(ENTRIES SHOWN):
^^^^^^^^

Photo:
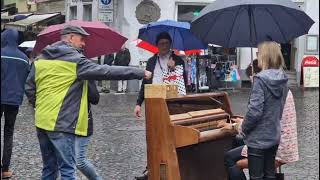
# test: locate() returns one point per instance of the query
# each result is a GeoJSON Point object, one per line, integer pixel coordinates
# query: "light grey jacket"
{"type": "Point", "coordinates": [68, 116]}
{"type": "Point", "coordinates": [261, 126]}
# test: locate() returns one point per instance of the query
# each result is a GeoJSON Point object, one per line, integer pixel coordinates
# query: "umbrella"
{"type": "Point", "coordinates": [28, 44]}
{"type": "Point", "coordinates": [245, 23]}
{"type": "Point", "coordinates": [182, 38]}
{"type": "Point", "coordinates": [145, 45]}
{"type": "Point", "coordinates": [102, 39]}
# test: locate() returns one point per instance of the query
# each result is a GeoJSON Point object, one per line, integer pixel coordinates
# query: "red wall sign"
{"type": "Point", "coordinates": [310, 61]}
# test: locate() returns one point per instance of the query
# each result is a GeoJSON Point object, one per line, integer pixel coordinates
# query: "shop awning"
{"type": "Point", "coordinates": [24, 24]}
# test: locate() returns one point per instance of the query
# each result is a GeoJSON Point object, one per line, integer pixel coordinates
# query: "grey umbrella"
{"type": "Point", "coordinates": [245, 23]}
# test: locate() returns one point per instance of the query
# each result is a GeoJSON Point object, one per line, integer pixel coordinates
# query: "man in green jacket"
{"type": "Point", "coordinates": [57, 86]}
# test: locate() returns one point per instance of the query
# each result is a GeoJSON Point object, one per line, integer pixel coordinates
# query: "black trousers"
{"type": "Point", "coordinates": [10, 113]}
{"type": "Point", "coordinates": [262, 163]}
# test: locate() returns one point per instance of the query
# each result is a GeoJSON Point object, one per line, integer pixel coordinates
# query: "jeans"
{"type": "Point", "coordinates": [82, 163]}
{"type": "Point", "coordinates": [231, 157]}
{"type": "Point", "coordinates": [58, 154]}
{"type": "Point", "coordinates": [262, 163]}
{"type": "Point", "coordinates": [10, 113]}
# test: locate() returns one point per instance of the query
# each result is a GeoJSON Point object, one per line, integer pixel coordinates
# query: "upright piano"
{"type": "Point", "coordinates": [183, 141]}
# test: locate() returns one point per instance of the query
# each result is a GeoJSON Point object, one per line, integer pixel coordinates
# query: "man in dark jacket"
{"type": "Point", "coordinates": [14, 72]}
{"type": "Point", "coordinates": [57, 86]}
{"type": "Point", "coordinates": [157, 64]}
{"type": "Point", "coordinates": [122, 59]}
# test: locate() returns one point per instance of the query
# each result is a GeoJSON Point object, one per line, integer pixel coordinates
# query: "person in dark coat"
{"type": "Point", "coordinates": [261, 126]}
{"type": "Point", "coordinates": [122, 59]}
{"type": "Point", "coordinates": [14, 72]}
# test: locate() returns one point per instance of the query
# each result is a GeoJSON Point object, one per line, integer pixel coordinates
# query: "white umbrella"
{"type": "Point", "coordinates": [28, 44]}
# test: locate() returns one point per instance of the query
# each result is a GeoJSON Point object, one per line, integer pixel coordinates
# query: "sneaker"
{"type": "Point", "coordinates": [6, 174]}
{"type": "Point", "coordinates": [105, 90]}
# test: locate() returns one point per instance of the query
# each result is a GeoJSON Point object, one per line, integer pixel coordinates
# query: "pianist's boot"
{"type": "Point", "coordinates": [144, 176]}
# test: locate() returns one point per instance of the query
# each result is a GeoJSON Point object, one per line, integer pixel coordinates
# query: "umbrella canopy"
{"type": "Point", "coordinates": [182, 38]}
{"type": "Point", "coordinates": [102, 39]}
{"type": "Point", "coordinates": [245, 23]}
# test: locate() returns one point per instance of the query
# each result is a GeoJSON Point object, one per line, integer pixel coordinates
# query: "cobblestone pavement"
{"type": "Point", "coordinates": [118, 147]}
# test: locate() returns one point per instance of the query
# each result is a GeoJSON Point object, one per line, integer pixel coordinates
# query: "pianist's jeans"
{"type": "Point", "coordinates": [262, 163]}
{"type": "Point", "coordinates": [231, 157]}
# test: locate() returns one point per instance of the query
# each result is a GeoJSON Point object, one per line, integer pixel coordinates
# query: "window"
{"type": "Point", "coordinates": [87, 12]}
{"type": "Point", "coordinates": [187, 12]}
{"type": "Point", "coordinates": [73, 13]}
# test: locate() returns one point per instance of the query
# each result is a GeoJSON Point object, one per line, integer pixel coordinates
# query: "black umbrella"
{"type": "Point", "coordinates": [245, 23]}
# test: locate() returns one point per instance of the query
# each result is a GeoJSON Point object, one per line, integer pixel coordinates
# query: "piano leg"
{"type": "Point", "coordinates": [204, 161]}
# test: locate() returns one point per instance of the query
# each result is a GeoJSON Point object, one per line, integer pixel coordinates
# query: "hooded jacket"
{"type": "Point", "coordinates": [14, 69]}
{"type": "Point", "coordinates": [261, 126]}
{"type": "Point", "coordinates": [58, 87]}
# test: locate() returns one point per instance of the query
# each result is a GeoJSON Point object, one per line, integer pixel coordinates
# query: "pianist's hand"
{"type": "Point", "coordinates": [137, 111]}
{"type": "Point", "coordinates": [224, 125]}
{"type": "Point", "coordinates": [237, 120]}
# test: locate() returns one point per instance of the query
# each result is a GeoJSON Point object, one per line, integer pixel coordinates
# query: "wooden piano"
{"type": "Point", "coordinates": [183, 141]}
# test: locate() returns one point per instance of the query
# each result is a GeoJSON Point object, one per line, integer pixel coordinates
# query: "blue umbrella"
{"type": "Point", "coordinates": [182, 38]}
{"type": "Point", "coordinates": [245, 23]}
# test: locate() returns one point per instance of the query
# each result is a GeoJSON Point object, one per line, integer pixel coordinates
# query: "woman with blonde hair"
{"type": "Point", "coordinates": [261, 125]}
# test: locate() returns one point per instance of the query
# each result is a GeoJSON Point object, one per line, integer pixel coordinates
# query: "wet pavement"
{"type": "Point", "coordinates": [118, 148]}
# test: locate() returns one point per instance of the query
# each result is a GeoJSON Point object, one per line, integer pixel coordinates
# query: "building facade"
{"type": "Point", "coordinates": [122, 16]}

^^^^^^^^

(WHAT IS EXPECTED):
Please find every line in the records above that contains the word "piano", and copy each of those lines.

(ANSWER FOR THE TASK):
# query: "upright piano"
# query: "piano leg"
# query: "wooden piano"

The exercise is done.